(Stored data entries)

_ _ _ _

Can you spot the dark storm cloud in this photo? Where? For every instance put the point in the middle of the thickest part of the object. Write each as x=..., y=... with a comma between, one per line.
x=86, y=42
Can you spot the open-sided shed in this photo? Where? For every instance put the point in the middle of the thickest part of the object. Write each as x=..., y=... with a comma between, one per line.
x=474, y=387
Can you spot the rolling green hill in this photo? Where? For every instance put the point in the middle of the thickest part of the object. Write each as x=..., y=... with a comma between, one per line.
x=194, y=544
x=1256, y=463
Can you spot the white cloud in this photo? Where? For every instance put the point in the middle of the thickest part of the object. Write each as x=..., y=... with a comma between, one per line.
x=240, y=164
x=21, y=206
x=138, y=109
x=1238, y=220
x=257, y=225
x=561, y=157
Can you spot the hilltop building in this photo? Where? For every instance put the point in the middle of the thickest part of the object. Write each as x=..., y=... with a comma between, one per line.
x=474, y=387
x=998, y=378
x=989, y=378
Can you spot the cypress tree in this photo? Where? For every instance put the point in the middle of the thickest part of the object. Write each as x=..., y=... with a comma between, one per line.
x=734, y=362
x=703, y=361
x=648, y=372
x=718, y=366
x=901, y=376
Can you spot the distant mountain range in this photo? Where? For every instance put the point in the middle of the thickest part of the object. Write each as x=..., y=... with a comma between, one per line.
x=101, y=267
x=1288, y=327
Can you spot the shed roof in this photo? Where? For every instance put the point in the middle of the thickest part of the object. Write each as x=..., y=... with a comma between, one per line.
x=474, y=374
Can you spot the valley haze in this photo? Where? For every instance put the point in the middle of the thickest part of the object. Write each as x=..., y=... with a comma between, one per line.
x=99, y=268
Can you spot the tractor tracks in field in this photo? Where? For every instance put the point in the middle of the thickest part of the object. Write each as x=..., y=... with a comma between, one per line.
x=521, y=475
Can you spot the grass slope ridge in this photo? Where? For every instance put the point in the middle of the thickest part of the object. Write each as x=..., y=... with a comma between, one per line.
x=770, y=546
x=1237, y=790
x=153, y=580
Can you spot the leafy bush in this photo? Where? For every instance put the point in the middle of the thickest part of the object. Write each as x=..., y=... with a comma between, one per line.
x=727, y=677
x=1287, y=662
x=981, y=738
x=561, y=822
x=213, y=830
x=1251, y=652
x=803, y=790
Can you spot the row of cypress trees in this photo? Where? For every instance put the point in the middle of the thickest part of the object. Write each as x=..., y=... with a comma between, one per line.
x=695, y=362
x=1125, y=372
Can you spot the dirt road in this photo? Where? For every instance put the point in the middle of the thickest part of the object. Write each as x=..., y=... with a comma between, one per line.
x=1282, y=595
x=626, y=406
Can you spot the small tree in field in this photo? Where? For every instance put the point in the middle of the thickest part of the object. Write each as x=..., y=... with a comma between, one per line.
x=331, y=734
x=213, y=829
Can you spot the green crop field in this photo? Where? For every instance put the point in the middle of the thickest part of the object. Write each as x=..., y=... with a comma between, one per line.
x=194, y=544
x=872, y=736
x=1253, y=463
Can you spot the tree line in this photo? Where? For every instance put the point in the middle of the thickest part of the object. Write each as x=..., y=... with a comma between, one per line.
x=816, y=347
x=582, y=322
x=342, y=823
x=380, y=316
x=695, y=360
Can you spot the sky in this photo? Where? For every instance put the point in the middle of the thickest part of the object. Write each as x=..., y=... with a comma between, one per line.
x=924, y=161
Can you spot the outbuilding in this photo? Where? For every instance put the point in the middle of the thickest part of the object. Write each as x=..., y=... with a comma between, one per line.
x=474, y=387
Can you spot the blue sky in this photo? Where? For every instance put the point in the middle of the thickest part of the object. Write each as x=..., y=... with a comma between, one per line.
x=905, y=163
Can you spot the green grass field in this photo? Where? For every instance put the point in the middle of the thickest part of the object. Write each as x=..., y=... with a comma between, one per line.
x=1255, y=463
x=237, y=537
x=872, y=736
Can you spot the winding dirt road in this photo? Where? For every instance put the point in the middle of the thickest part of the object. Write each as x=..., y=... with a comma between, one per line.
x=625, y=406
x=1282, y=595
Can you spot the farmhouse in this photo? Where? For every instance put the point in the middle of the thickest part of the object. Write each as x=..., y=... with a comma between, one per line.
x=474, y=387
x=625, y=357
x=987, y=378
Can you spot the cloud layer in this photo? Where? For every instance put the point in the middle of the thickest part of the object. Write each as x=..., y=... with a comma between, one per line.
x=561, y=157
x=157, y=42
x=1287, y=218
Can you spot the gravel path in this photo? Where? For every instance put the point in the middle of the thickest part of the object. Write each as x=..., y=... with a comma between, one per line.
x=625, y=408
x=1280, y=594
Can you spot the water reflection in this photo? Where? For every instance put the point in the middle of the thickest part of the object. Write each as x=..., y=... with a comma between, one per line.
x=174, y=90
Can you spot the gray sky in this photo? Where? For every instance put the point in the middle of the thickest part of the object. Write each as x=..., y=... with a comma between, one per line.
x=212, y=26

_ _ _ _

WHAT IS REQUIRED:
Each line of the records should be transcribed without change.

OUTPUT OF THE EXERCISE:
Can you spot the dark storm cloud in this photo? Where? For every instance put the point in the middle of the thickest part of the object. Write each as x=..., y=... with a comma between, one per line.
x=86, y=42
Can you spot the open-sided shed in this photo? Where? For every instance put the point in the middle of the thickest part of the object. Write each as x=..., y=... with a comma between, one per line.
x=474, y=387
Can you spot the rolling green hill in this photo? Where? For every instance put the point in the middle of the thickest part of the object. Write each as x=..., y=... with a comma between, one per line.
x=194, y=544
x=1256, y=463
Can you spot the white cloud in this photo? Where? For every instance put the point in the middle of the thickest part of the object. Write each as x=..., y=... with a comma between, one per line.
x=240, y=164
x=21, y=206
x=138, y=109
x=1238, y=220
x=257, y=225
x=561, y=157
Can you spot the hilltop building in this photo? Where? For every instance put the point in the middle of the thickest part of the object. Write each as x=..., y=... with a comma between, one per line.
x=474, y=387
x=998, y=378
x=989, y=378
Can you spot the cypress tree in this photo? Where? For every instance put the point in the middle of the thickest part of the object. Write each as x=..., y=... with a comma between, one per line.
x=734, y=362
x=703, y=361
x=648, y=372
x=718, y=366
x=901, y=376
Can you spot the distant mountain range in this photo? Where? For every instance put the point in the middle of the thickest part of the object. Write each as x=..., y=... with a comma between, one per line.
x=101, y=267
x=1288, y=327
Can you spot the shed roof in this photo? Where? For every instance put the point in the middle of the thickest part of the object. Write each as x=..., y=... with a comma between, one per line.
x=474, y=374
Can you spot the valley haze in this photo? Where? For every instance put the point in the middle of the thickest part of the object. Write each as x=..., y=... with a comma between, one per line.
x=99, y=268
Can you spot the tractor tracks in field in this photo? Where? For every instance put the point in the middle of the thickest part of the object. Write each as x=..., y=... with a comma between, one per line.
x=521, y=475
Can you spot the grass slope ridge in this photo? Where? For every instance put the point in the middle of the thickest part of the object. Write each as x=..., y=... with a comma between, one per line.
x=770, y=546
x=1237, y=790
x=153, y=580
Can you spot the leafy bush in this photo? Where? For every instance put the point in the middle of the thickest part of the object. Write each as x=..., y=... with a comma between, one per line.
x=727, y=677
x=1287, y=662
x=981, y=738
x=561, y=822
x=213, y=830
x=1251, y=652
x=803, y=790
Can you spot the row of cypress trees in this photo? Where? For every instance put the point in the middle of the thickest part of the object. Write each as x=..., y=... with a comma between, one per line.
x=695, y=362
x=1125, y=372
Can you spot the dirt road in this photo? Where? For every instance put the point in the middle of the thickest part of the object. Write each as x=..., y=... with a comma between, one per line.
x=1282, y=595
x=626, y=406
Can you spot the small tree in field in this photo? Where? For every instance put the point in the middle of the thickest part of the object. Write each as x=..., y=... with a comma between, one per line.
x=331, y=734
x=213, y=829
Can you spot the green crop field in this photo? Where? For every instance put the point in the middle of the thickest part of the object. Write each as x=..., y=... with a comma between, one per line.
x=194, y=544
x=872, y=736
x=1253, y=463
Can you spot the tree line in this photo? Where? For every instance put the point in the middle of the thickest part of the object. Write each as x=..., y=... with a comma between, one per line.
x=816, y=347
x=582, y=322
x=342, y=823
x=380, y=316
x=695, y=360
Can you spot the sky in this photo? Where? For every instance put the point in the middle of the thickest part of the object. Write each as x=..., y=... with a comma between, one per line.
x=924, y=161
Can you spot the outbuilding in this photo? Where? For every instance put the point in the middle of the thickest part of the object. Write each as x=..., y=... with a comma between, one per line.
x=474, y=387
Can you spot the blue sky in this photo? Where? For every instance put the point in the middle of the thickest part of the object. Write each as x=..., y=... with a comma between, one per line.
x=905, y=163
Can you spot the green grass field in this photo? Where? For every instance put the point in the middle of the thickest part of the object. Write each as x=..., y=... with a comma between, one per line.
x=1255, y=463
x=237, y=537
x=872, y=736
Can you spot the winding dirt road in this photo? Where? For every instance put the point in the middle of the thickest part of the object. Write each as x=..., y=... with a comma between, one per line.
x=625, y=406
x=1282, y=595
Can you spot the farmhouse in this photo? Where? For every instance put the point in the middle of the thickest part of the object. Write each as x=..., y=... with a comma between, one per line.
x=474, y=387
x=625, y=357
x=987, y=378
Can you spot the cloud layer in this photo? Where? For every instance put the point in the middle of the thickest part of the object. Write each as x=..., y=... with a comma between, one per line.
x=561, y=157
x=157, y=42
x=1287, y=218
Can you spot the gravel path in this photo? Where? For every instance put the point in the middle of the thickest part of the object. Write each as x=..., y=... with a comma between, one per line.
x=625, y=408
x=1280, y=594
Can you spot the water reflection in this photo? Where? For every instance put the point in the middle of the thickest part of the object. Write each as x=..., y=... with a comma between, one per line.
x=174, y=90
Can you spot the gray sky in this photo? Where? For every instance put the point in the middle of the thickest part of the object. Write each as x=..., y=... with a comma between, one per line.
x=212, y=26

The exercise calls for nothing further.